In the text about unschooling, turn the paragraph that starts "We enrolled the girls" into a short list of its main facts.

__Text excerpt__
____________
I didn’t have kids to be a school teacher. Straight. Up. Facts.
Teacher of life lessons? Yes. Obvs.
But a teacher of school subjects? I am a writer. But that doesn’t mean I know HOW to write….in the way the current education system demands of students at least.
I write conversationally…..not academically. I am terrible at Mad Libs because I can’t remember for the life of me without googling what a verb, or an adverb, or an adjective even is…..
But here we are.
The world is falling apart around us and sending kids to school means worrying about school shootings AND a pandemic on top of the daily bullying…
March 13th, 2020 – our life as we knew it – was dismantled. Slowly at first. We held onto hope that it would get better.
Then 2 months.
And now we are entering our 3rd school year interrupted by a pandemic.
We figured the 2020-2021 school year would just be a bump in the road.
For some kids – that’s exactly what it was. Virtual learning wasn’t a shitshow.
For others – Zoom meetings were anxiety-inducing (even with the camera off) and the cookie-cutter “read 2 pages and answer 10 questions” for every subject – triggered epic storm level meltdowns.
This last April (2021) – after intense debate – my husband and I decided to pull the girls from their online academy – and begin unschooling them.
We enrolled the girls in our community online academy because they did not have daily zoom meetings. There was no way in hell was I going to deal with daily fights to log in to Zoom. Besides – I still had a energy sucking 9-to-5.
The online academy allowed us to do school work on our own time. It was the best option.
Now – nothing against the online academy. They were my anchors and were 1000000% supportive of our girls AND our entire family.
But it just wasn’t working.
____________
__Data section__
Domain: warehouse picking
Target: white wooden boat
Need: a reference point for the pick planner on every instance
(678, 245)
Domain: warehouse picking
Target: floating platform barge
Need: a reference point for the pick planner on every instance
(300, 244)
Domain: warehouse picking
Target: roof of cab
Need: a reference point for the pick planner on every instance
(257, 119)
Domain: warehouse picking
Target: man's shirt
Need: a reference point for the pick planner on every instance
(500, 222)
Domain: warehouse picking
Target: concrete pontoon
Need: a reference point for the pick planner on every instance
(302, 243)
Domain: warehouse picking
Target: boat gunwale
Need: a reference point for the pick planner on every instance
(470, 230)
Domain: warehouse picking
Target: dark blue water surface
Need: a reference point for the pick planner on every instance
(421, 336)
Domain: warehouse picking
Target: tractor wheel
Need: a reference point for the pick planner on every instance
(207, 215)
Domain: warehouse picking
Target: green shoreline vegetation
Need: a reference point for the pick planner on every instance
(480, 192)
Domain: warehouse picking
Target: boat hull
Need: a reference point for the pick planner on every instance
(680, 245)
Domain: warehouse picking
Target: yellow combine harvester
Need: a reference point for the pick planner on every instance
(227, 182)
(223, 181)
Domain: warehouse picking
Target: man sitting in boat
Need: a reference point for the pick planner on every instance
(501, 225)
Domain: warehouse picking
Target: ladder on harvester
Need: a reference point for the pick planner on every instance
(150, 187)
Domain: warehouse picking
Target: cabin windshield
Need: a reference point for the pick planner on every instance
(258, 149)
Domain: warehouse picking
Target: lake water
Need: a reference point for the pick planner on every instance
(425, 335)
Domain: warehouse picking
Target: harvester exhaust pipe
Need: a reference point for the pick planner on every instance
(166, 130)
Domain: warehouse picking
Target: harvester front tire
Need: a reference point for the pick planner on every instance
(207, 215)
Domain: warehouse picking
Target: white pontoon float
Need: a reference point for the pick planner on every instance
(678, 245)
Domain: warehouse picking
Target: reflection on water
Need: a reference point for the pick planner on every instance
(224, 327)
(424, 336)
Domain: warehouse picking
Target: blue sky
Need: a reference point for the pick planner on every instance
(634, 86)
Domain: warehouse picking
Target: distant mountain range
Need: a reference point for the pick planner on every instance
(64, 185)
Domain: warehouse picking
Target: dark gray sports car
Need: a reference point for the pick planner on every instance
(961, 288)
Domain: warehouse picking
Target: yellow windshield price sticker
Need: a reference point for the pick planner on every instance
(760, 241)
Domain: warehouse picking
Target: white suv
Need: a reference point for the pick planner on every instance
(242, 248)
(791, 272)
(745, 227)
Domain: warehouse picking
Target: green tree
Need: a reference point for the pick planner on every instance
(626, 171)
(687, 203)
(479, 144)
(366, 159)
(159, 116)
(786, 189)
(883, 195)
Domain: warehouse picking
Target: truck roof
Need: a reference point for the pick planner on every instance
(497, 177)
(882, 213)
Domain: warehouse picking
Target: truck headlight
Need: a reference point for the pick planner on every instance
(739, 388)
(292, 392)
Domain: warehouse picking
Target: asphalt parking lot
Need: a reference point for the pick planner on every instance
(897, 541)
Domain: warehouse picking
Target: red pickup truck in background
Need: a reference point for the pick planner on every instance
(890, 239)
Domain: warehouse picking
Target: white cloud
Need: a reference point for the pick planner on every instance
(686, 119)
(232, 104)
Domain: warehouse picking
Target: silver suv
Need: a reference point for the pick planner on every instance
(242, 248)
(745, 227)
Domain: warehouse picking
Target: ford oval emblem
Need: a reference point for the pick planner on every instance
____________
__Answer to this problem__
- The girls were enrolled in the community online academy.
- The academy was picked because it had no daily Zoom meetings.
- The writer refused to face daily fights over logging in to Zoom.
- The writer still had a draining 9-to-5 job.